● **GIVEN PROBLEM A**:
In the forum thread on log filtering, which pod label does the lua filter example need to keep a record instead of dropping it?
● **GIVEN PROBLEM B**:
Repeat the forum thread on log filtering from "martinkubrak commented 2" up to and including "important use case.".

You could also use the exclude part of the config. I wrote a blog post with more info.

martinkubrak commented 2 years ago

One solution is to use lua filter to drop records based on labels/annotations. An example that drops all records unless pods have process-logs="true" label:

function drop_disabled_logs(tag, timestamp, record)
  if record["kubernetes"]["labels"]["process-logs"] == "true" then
      return 0, 0, 0
  else
    return -1, 0, 0
  end
end
husseinraoouf commented 1 year ago

I think exclude all container log collection by default and only include it for containers with annotation is important use case.

side note Isn't it better if we can skip reading log files that we don't want in the first place, so if the pod isn't annotated we don't even read the file, as i understand the proposed solution would make us tail all files then filter logs out based on annotation,

side note if we can make every pod provides it's log config in annotations that would allow for maximum customization like what datadog agent do in here

for example

apiVersion: v1
kind: Pod
metadata:
  name: logger
  namespace: logger-ns
  annotations:
    fluentbit.io/config: |
      [INPUT]
          Name           tail
          Tag               kube.*
          Path             /var/log/pods/logger-ns_logger*/busybox/*.log
          Parser          docker
          DB                /var/log/flb_kube.db
spec:
  containers:
   - name: busybox
     image: busybox
     command: [ "/bin/sh", "-c", "--" ]
     args: [ "while true; do sleep 1; echo `date` example file log; done;" ]

this would allow maximum customization and could even be enhanced by not requiring all this info because the log files path would always be like this /var/log/pods/<namespace-name>_<pod-name>*/<container-name>/*.log and we can get those info from the metadata, so that would make the annotation closer to what datadog do

annotations:
    fluentbit.io/<container-name>.config: |
      [INPUT]
          Parser            docker
BibbyChung commented 1 year ago

One solution is to use lua filter to drop records based on labels/annotations. An example that drops all records unless pods have process-logs="true" label:

function drop_disabled_logs(tag, timestamp, record)

● **Dataset entries**:
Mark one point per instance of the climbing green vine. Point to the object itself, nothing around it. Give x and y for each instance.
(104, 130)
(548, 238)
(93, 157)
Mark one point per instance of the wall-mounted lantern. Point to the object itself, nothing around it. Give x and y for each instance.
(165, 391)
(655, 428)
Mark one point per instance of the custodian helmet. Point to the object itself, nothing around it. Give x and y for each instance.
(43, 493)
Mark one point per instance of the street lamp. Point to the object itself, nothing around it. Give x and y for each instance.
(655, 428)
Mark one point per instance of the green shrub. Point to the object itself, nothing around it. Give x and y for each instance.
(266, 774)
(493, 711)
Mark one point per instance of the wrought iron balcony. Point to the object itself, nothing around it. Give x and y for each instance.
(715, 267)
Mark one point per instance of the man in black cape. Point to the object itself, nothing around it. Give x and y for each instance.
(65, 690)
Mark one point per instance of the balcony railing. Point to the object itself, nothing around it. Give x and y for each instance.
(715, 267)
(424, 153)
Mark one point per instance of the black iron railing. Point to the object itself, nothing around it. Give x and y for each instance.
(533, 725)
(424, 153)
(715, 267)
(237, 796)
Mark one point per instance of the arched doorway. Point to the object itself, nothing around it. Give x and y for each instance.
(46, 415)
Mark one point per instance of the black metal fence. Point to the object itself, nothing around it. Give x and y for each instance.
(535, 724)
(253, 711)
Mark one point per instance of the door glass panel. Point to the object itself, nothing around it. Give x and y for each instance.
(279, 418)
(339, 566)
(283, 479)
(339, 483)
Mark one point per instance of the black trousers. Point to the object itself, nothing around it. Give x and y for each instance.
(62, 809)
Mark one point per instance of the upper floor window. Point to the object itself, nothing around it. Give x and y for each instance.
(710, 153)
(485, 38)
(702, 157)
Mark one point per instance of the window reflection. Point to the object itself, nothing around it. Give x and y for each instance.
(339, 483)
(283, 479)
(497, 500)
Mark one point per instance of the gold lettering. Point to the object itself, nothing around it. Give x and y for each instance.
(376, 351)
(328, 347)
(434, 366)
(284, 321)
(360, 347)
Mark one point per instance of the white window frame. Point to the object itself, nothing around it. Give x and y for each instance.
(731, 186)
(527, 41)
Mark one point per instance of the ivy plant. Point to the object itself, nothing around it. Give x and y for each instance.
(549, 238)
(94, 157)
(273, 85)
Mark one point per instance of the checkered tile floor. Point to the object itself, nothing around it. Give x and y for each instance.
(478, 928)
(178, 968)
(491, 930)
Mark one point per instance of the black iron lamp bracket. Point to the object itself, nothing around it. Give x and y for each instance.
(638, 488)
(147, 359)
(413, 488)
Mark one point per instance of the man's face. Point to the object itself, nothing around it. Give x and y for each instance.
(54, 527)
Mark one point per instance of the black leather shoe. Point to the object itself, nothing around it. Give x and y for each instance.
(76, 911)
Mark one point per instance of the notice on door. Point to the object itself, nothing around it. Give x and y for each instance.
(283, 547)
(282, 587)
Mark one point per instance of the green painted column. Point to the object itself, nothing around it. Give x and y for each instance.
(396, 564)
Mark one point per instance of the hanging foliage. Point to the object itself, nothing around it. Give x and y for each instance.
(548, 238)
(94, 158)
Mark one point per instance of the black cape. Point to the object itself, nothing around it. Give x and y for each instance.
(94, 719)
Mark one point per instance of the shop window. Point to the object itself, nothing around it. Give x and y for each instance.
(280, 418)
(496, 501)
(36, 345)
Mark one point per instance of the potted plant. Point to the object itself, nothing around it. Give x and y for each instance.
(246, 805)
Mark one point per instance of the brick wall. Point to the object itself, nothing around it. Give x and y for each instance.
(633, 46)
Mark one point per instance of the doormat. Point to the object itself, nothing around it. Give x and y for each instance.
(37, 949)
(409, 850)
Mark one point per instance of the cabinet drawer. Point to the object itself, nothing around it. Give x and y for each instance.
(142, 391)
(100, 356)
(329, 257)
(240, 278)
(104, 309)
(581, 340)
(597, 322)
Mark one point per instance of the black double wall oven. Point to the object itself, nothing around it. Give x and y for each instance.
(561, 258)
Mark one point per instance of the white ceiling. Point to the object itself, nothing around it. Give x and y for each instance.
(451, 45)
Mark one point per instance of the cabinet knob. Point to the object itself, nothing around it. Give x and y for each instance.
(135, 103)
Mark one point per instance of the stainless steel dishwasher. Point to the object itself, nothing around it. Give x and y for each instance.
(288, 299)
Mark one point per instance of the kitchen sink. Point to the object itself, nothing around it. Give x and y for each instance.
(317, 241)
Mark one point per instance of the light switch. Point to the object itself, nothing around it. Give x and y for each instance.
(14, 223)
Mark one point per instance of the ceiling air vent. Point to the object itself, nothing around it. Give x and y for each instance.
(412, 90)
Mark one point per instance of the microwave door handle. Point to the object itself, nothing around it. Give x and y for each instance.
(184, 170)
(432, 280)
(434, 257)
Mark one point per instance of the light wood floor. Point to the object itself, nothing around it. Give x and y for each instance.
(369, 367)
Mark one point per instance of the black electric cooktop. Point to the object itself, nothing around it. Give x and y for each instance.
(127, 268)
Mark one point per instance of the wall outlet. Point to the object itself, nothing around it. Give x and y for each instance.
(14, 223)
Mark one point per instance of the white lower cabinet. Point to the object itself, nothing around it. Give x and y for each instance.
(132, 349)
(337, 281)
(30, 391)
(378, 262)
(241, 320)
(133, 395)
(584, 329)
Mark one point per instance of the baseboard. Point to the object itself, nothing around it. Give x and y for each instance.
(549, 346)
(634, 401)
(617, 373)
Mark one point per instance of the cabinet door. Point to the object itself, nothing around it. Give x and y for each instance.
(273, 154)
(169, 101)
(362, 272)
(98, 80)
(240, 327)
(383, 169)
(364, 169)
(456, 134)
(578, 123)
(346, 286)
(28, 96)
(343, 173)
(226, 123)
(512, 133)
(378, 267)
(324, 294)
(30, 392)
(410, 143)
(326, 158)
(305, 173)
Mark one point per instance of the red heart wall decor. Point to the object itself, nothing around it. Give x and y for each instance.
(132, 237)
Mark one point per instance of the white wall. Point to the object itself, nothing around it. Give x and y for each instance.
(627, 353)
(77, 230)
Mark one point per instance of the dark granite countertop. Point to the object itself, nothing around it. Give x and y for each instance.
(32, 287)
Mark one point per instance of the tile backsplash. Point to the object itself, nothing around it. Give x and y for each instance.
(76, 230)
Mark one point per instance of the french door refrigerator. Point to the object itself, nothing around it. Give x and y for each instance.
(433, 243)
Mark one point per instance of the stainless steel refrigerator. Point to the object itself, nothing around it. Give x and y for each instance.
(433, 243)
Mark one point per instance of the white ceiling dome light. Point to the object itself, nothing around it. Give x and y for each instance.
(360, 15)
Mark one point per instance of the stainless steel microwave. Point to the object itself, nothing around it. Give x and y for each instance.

● **EXERCISE OUTPUT A**:
The pod needs the label process-logs="true".

● **EXERCISE OUTPUT B**:
martinkubrak commented 2 years ago

One solution is to use lua filter to drop records based on labels/annotations. An example that drops all records unless pods have process-logs="true" label:

function drop_disabled_logs(tag, timestamp, record)
  if record["kubernetes"]["labels"]["process-logs"] == "true" then
      return 0, 0, 0
  else
    return -1, 0, 0
  end
end
husseinraoouf commented 1 year ago

I think exclude all container log collection by default and only include it for containers with annotation is important use case.